* WHAT IS BEING ASKED *
Reproduce the records exactly.

*** DATA UNDER STUDY Section Begins ***

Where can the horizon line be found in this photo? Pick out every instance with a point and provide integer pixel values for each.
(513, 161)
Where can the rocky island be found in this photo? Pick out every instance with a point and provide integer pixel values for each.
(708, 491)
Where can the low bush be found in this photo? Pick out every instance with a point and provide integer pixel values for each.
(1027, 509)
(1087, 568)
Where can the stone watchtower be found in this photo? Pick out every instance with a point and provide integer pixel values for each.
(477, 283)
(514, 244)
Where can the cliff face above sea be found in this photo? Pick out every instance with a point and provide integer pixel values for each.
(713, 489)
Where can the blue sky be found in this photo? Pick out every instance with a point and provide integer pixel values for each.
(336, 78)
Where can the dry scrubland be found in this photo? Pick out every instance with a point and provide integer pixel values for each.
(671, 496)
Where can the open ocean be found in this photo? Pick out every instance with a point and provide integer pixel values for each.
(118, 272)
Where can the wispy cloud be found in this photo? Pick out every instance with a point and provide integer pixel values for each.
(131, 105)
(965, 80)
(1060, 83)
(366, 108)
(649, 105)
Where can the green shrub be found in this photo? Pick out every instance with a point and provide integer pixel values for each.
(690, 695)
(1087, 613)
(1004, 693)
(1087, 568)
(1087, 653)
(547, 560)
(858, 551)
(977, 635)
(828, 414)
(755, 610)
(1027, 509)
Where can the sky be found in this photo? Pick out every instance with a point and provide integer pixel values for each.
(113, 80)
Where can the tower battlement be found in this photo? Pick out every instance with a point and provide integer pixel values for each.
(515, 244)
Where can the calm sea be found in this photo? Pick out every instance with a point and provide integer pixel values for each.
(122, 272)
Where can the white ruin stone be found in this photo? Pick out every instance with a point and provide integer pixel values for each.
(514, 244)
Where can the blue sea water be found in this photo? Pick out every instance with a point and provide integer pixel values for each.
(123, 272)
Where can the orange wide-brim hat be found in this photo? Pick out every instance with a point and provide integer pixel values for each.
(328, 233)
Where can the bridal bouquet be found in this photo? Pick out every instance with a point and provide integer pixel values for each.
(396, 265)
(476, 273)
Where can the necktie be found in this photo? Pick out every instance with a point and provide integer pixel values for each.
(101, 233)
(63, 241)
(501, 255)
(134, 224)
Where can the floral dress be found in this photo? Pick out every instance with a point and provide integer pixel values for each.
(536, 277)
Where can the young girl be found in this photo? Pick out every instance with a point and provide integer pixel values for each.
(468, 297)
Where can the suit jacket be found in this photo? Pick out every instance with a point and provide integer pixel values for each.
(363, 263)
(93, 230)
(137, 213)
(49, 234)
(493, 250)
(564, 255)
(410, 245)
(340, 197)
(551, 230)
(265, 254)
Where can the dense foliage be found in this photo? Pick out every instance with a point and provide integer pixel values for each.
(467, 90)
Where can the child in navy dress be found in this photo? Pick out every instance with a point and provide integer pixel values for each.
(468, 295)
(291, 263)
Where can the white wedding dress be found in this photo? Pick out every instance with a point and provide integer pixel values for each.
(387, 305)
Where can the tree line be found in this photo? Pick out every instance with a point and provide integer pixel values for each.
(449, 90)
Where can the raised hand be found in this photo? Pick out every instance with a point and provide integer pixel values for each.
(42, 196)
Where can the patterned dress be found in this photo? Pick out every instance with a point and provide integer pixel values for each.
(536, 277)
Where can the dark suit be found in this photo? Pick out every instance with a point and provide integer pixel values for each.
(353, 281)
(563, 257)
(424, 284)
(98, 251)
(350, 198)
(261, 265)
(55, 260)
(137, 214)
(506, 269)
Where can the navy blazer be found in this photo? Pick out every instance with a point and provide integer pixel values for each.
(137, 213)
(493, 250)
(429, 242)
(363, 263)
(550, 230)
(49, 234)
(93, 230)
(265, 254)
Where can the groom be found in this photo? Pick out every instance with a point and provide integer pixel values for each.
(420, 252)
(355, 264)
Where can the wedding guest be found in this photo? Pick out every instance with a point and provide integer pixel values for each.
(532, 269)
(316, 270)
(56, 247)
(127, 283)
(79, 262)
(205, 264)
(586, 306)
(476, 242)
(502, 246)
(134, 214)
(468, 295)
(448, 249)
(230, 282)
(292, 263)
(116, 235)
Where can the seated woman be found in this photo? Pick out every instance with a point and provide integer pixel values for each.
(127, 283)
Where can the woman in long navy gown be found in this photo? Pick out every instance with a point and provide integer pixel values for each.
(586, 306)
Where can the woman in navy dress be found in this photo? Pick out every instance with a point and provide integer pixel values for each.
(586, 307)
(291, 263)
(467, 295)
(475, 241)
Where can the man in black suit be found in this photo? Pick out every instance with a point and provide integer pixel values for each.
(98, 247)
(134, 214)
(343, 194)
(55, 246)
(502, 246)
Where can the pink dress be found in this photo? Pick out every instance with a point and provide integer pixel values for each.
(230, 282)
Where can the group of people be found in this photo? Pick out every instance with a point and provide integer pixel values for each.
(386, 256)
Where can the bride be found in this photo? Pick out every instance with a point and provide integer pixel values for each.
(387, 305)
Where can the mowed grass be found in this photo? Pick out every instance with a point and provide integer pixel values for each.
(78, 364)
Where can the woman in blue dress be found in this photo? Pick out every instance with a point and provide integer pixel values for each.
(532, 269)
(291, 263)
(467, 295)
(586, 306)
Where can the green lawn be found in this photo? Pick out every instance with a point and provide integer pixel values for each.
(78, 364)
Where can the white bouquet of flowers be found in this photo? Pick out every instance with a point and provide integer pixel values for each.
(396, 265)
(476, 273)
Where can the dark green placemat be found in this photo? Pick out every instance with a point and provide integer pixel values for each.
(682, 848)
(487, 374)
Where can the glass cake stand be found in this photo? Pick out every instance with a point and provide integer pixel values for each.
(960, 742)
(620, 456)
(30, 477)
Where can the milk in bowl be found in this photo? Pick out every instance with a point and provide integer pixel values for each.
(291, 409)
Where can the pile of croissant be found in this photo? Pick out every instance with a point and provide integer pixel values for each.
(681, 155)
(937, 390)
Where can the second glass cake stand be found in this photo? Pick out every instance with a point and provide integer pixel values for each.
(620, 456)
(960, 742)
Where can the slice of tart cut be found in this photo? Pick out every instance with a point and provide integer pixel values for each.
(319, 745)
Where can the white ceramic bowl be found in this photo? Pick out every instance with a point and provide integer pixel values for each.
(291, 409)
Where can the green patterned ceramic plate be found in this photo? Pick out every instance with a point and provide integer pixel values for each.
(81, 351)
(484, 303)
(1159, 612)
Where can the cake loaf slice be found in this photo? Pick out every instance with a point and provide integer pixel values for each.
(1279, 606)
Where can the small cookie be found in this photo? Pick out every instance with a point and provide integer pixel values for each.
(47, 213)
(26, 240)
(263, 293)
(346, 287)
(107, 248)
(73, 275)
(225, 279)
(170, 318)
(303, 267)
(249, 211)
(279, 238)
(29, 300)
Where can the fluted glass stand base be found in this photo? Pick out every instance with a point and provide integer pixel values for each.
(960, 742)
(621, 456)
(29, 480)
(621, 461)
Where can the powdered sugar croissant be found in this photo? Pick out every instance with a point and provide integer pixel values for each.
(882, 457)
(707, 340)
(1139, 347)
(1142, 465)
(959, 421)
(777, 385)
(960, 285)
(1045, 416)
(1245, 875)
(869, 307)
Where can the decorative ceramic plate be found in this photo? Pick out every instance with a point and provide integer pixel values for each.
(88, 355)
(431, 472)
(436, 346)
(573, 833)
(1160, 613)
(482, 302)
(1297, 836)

*** DATA UNDER STUDY Section Ends ***

* OUTPUT FOR THIS TASK *
Where can the horizon line be found in this photo? Pick out every instance with a point and provide integer pixel values for each.
(513, 161)
Where can the rocky island be found in this photo? Pick out every instance with a point and provide integer pixel values for each.
(708, 491)
Where can the low bush be found in this photo? Pick out every instance with a point and provide integer pixel values for each.
(1027, 509)
(1087, 568)
Where can the stone watchtower be found in this photo? Pick out every instance with a point and provide integer pixel values for each.
(477, 283)
(514, 244)
Where can the cliff face above sea be found in this photo? Pick out every instance with a point and provide integer pixel values for each.
(713, 489)
Where can the blue sky be found in this photo? Pick out every instance with a point and provide integer pixel values for each.
(336, 78)
Where can the dry scrubland be found in this photo? Pick out every instance with a point and provide integer pixel values for each.
(671, 496)
Where can the open ocean be found in this photo? Pick out every instance with a point and provide integer pixel values for each.
(118, 272)
Where can the wispy cloud be found in this photo? Pick out every instance with a point and provide integer pixel values for each.
(131, 105)
(965, 80)
(1060, 83)
(366, 108)
(649, 105)
Where can the green shrub be found in this photo? Pick out every instance with a point and provide integer pixel values for each.
(690, 695)
(1087, 613)
(1004, 693)
(1087, 568)
(1087, 653)
(547, 560)
(858, 551)
(977, 635)
(828, 414)
(755, 610)
(1027, 509)
Where can the sky be found in this photo? Pick out every instance with a point and provide integer pixel values for each.
(113, 80)
Where can the tower battlement be found in this photo? Pick out every instance with a point and provide integer pixel values for each.
(515, 244)
Where can the calm sea be found in this photo? Pick out every instance with a point and provide integer pixel values for each.
(122, 272)
Where can the white ruin stone be found in this photo? Pick out every instance with a point and provide integer pixel values for each.
(514, 244)
Where can the blue sea water be found in this photo? Pick out every instance with a point and provide integer pixel values for each.
(123, 272)
Where can the orange wide-brim hat be found in this photo? Pick out every instance with a point and provide integer pixel values for each.
(328, 233)
Where can the bridal bouquet be found in this photo? Pick out every instance with a point and provide integer pixel values for each.
(396, 265)
(476, 273)
Where can the necktie be found in this photo? Pick out every instance with a point and provide integer pixel values for each.
(101, 233)
(63, 241)
(501, 255)
(134, 224)
Where can the floral dress be found in this photo? Pick out every instance with a point and provide integer pixel values for each.
(536, 277)
Where can the young girl be found in this photo? Pick out every instance with a point and provide integer pixel values for each.
(468, 297)
Where can the suit jacket be found in this photo? Pick out every instance with a point and provide integer pixel values for each.
(363, 263)
(93, 230)
(137, 213)
(49, 234)
(493, 250)
(564, 255)
(410, 245)
(340, 197)
(551, 230)
(265, 254)
Where can the dense foliage be found in this photo? Pick out every instance with a point and provide integer pixel values for each.
(467, 90)
Where can the child in navy dress be found in this photo? Pick out every instance with a point and provide integer pixel values for each.
(468, 295)
(291, 263)
Where can the white wedding dress be found in this photo? Pick out every instance with a point and provide integer pixel values for each.
(387, 305)
Where can the tree line be found in this photo? Pick out every instance with a point and provide integer pixel values for each.
(449, 90)
Where can the raised hand be found in this photo? Pick out every instance with a point and provide integer pixel values for each.
(42, 196)
Where can the patterned dress be found in this photo? Pick out every instance with a point and provide integer pixel values for each.
(536, 277)
Where can the dark suit be found in this photo? Pick out every instance with a point and provide integer pixel values for each.
(353, 281)
(563, 257)
(424, 284)
(98, 251)
(350, 198)
(261, 265)
(55, 260)
(137, 214)
(506, 269)
Where can the navy blazer be found in this photo? Pick out every instance with a point and provide integer pixel values for each.
(137, 213)
(493, 250)
(429, 242)
(363, 263)
(550, 230)
(49, 234)
(93, 230)
(265, 254)
Where can the groom be found in this photo? Pick out every instance with a point and provide integer pixel values for each.
(420, 252)
(355, 264)
Where can the wedding guest be found in this photo? Pick out every instance with a point and provide integer pixel values for each.
(532, 269)
(316, 270)
(56, 247)
(127, 283)
(79, 262)
(205, 264)
(586, 306)
(476, 242)
(502, 246)
(134, 214)
(468, 295)
(448, 249)
(230, 282)
(292, 263)
(116, 235)
Where can the seated woman be found in this photo? Pick out every instance with a point and provide integer pixel values for each.
(127, 283)
Where can the woman in long navy gown be found in this photo? Pick out every instance with a point and provide integer pixel values for each.
(586, 306)
Where can the woman in navy dress be found in this photo? Pick out every instance with a point and provide integer pixel values for each.
(586, 307)
(291, 263)
(467, 295)
(475, 241)
Where can the man in black suit be found in this photo? Pick out every instance with a point and provide integer pixel values for each.
(98, 247)
(134, 214)
(343, 194)
(55, 246)
(502, 246)
Where can the pink dress be found in this photo? Pick out every instance with a point and provide integer pixel values for each.
(230, 282)
Where can the group of people be found in this photo? Pick out every instance with a point and provide integer pixel values for each.
(386, 256)
Where can the bride be found in this photo? Pick out every instance with a point and provide integer pixel values for each.
(387, 305)
Where can the mowed grass be found in this photo? Pick out every instance with a point and provide integer pixel values for each.
(78, 364)
Where can the woman in blue dress be found in this photo? Pick out every instance with a point and provide integer pixel values for each.
(532, 269)
(291, 263)
(467, 295)
(586, 306)
Where can the green lawn be found in this photo? Pick out every instance with a point and provide integer pixel values for each.
(78, 364)
Where can the white bouquet of flowers be found in this photo? Pick out every instance with a point and provide integer pixel values for each.
(396, 265)
(476, 273)
Where can the dark green placemat be found in this photo? Pick out every instance with a point and provide integer pixel values for each.
(682, 848)
(487, 374)
Where can the glass cake stand be found in this photo? Pick out every instance with a point and provide integer pixel values for each.
(960, 742)
(620, 456)
(30, 477)
Where can the milk in bowl be found in this photo? Pick out every instance with a point and provide integer pixel values for each.
(291, 409)
Where can the pile of croissant be found in this photo? Pick out every instance with a point and provide integer pixel values for each.
(681, 155)
(937, 390)
Where can the second glass cake stand be found in this photo? Pick out every instance with a point and provide integer pixel values for each.
(620, 456)
(960, 742)
Where can the slice of tart cut be found in this photo? Pick out every instance with a point and provide integer pixel values for each.
(319, 745)
Where can the white ceramic bowl be found in this photo? Pick out every instance with a point and provide integer pixel values for each.
(291, 409)
Where can the green patterned ceramic plate be found in this photo? Pick out every instance with a point and provide integer pixel values for each.
(81, 351)
(484, 303)
(1159, 612)
Where can the cake loaf slice be found in this photo? Pick out every instance with a point and provide integer pixel values for each.
(1279, 606)
Where can the small cookie be found in this photo? Pick out every instance with a point and provide integer pixel values for each.
(47, 213)
(26, 240)
(263, 293)
(346, 287)
(107, 248)
(73, 275)
(225, 279)
(170, 318)
(303, 267)
(249, 211)
(279, 238)
(29, 300)
Where can the fluted glass stand base be found in this photo? Pick out every instance with a point and provide integer pixel values for each.
(960, 742)
(621, 456)
(29, 480)
(621, 461)
Where can the powdered sugar croissant be found in this photo? Pick out every instance with a point and provide integer pixel values for each.
(882, 457)
(707, 340)
(1139, 347)
(1142, 465)
(959, 421)
(777, 385)
(960, 285)
(1045, 416)
(1245, 875)
(869, 307)
Where can the decorative ceramic plate be found in this photo? Pick out every instance with a point and provide integer pixel values for each.
(88, 355)
(431, 472)
(436, 346)
(573, 833)
(1160, 613)
(482, 302)
(1297, 836)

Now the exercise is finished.